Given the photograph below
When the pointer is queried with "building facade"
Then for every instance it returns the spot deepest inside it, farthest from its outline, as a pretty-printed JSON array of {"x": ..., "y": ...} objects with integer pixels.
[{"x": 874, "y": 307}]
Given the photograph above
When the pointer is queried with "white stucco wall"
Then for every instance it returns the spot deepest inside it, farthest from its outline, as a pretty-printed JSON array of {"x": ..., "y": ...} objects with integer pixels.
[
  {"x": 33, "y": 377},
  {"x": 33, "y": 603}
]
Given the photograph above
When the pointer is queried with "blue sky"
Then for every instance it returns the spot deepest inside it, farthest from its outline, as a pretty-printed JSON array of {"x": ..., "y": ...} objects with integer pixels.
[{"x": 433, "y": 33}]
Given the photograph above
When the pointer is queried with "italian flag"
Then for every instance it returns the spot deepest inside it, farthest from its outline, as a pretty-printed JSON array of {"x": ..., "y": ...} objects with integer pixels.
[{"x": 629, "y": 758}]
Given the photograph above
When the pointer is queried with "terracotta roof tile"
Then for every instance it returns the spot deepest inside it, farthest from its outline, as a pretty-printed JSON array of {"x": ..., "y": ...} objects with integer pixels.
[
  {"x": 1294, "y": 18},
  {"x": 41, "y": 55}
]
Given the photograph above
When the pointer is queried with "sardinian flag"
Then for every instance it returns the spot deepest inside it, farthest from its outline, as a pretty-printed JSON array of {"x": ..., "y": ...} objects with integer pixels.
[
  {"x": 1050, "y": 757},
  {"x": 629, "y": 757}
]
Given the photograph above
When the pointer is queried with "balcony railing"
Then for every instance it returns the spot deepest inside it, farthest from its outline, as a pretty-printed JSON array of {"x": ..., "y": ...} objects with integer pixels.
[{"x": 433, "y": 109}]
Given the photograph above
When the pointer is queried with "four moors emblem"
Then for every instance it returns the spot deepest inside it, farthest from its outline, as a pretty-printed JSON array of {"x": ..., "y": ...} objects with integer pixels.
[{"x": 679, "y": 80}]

= = = = =

Return each line of the material above that contains the string "flag". Treat uppercase and lowercase as different.

When the pointer is queried with "italian flag"
When the pointer is queried with "sardinian flag"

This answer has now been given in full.